• _WORK REQUIRED_:
Write out again only the lines running from the one that contains "Category: white pillar base" to the end of the records below, including both the first and the last.
*****
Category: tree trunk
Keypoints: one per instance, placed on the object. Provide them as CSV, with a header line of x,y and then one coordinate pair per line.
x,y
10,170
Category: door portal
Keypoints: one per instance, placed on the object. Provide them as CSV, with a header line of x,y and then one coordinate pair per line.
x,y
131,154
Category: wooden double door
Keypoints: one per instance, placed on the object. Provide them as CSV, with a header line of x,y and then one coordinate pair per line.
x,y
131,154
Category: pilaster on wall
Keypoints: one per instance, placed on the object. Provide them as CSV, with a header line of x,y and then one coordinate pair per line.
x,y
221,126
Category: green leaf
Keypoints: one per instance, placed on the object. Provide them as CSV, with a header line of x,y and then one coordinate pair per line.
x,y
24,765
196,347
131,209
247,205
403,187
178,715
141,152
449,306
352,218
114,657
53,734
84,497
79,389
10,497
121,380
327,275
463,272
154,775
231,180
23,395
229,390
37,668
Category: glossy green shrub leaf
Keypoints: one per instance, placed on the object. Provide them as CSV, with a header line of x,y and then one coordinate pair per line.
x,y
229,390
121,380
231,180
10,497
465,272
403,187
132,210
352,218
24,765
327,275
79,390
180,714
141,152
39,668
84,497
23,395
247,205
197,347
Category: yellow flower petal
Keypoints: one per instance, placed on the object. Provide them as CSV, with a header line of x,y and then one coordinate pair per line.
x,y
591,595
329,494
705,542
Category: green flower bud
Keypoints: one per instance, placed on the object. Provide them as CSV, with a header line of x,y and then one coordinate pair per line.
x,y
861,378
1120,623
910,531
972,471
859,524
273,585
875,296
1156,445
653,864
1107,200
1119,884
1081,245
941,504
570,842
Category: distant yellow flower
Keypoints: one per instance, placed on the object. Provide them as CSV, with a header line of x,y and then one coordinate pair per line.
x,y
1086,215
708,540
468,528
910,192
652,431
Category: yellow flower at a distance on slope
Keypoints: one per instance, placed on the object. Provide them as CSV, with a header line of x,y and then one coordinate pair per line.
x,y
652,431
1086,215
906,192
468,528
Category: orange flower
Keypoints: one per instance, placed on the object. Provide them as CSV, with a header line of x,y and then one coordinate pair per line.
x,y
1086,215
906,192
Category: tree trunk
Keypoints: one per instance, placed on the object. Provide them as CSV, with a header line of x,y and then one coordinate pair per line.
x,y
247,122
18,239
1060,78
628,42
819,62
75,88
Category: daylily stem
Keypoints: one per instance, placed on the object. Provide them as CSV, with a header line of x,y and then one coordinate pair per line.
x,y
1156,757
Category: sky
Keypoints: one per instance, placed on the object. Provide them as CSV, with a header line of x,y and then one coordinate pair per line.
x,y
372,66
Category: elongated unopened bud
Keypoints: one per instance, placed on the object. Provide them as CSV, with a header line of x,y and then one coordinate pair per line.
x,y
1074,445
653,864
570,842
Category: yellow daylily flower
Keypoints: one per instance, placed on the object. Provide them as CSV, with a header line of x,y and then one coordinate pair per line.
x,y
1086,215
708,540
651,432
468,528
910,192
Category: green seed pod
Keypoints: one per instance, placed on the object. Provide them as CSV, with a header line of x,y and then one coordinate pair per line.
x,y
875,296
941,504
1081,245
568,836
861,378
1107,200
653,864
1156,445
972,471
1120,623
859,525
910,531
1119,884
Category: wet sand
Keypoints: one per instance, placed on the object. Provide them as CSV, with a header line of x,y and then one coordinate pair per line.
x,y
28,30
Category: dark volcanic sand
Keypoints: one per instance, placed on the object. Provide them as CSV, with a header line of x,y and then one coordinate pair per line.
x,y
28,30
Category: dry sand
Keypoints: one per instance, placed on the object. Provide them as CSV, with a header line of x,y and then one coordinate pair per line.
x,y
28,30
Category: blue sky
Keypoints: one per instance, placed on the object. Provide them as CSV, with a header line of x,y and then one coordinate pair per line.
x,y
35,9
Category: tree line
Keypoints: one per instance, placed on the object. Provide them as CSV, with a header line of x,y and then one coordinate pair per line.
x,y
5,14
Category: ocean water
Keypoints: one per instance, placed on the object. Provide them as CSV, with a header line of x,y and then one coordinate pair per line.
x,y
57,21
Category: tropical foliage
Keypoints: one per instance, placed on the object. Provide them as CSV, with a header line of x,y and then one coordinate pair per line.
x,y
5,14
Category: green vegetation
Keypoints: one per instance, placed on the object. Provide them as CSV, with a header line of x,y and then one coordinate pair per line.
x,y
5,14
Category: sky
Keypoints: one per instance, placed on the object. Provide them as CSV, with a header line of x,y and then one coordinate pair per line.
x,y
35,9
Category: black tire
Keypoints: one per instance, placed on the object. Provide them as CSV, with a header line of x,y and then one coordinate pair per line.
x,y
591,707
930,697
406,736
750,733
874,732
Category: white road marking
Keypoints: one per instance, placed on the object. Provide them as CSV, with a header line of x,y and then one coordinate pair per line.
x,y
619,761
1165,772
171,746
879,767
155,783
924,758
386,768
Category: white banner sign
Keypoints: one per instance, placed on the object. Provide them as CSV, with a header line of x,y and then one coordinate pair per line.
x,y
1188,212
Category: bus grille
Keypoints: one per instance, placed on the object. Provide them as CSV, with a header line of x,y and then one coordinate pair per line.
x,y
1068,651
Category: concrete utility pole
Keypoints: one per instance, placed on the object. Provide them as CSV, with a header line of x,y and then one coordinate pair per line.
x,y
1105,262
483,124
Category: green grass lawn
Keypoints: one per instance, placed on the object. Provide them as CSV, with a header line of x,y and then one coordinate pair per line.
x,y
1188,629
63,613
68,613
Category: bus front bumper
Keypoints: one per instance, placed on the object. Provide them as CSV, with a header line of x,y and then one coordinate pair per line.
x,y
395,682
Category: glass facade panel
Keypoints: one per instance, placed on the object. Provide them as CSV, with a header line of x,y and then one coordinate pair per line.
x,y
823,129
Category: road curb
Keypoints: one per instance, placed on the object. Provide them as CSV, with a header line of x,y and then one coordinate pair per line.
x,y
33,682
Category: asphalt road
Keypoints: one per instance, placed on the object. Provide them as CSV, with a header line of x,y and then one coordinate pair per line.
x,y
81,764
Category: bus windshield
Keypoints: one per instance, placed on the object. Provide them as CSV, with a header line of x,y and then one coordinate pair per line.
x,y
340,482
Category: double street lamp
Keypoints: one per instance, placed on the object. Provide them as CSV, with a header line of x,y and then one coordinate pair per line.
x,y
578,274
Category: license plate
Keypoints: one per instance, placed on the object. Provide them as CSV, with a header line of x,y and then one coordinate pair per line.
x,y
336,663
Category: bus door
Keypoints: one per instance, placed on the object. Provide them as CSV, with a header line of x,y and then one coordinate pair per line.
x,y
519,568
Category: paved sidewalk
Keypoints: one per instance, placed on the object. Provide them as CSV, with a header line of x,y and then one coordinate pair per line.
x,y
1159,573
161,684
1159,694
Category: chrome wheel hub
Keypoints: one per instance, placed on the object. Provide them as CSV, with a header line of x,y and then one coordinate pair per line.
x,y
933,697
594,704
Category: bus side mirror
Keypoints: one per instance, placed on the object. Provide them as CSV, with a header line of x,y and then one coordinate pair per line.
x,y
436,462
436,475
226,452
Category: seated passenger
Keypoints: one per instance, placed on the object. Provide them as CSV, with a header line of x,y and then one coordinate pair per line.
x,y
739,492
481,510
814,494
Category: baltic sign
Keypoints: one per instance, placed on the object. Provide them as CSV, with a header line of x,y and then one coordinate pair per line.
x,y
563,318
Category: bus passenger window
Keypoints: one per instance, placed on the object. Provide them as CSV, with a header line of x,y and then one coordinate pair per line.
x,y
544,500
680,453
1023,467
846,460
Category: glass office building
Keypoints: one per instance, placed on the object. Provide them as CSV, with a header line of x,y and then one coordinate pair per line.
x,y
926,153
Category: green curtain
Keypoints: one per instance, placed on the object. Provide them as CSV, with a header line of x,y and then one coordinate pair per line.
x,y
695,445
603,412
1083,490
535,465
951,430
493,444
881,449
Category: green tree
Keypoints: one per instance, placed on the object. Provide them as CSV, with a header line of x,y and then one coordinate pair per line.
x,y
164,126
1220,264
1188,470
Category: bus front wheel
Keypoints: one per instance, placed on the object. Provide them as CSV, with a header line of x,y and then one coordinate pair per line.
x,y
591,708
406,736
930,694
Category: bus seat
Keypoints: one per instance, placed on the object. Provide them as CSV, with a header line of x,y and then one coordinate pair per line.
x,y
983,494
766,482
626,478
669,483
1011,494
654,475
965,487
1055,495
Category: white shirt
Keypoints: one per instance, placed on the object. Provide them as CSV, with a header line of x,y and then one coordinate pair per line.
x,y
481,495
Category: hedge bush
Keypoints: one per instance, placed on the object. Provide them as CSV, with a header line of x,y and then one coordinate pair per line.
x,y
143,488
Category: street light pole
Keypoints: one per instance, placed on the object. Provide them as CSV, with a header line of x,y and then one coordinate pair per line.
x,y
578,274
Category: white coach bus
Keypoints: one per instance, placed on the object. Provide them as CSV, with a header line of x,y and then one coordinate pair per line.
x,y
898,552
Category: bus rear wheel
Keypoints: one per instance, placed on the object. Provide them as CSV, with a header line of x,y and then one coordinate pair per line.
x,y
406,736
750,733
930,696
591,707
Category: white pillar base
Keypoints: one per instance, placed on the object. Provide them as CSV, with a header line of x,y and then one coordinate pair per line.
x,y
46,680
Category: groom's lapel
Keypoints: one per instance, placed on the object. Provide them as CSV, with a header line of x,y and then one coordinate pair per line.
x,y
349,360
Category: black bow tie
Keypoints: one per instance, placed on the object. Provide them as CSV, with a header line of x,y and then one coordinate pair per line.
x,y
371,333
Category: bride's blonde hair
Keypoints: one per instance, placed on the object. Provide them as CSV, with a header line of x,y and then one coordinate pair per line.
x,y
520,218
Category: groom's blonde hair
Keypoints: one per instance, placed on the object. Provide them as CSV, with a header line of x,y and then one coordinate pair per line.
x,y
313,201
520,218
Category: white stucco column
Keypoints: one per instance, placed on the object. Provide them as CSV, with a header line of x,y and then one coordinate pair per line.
*****
• _WRITTEN ANSWER_:
Category: white pillar base
Keypoints: one per instance, placed on the object. Provide them as CSV, with a header line of x,y and then one coordinate pair per line.
x,y
46,680
Category: groom's lapel
Keypoints: one per instance, placed on the object. Provide them as CSV, with a header line of x,y and then one coordinate pair per line.
x,y
349,360
Category: black bow tie
Keypoints: one per instance, placed on the object. Provide them as CSV, with a header line of x,y and then one coordinate pair per line.
x,y
371,333
Category: bride's blonde hair
Keypoints: one per instance, placed on the object. Provide them as CSV, with a header line of x,y and then one coordinate pair per line.
x,y
520,218
Category: groom's blonde hair
Keypoints: one per instance, placed on the object. Provide them as CSV, with a header line of x,y and then one coordinate pair per line.
x,y
313,201
520,218
Category: white stucco column
Keypoints: one per instance, placed on the object. Provide them as CSV, with a header line of x,y and then one coordinate pair per line.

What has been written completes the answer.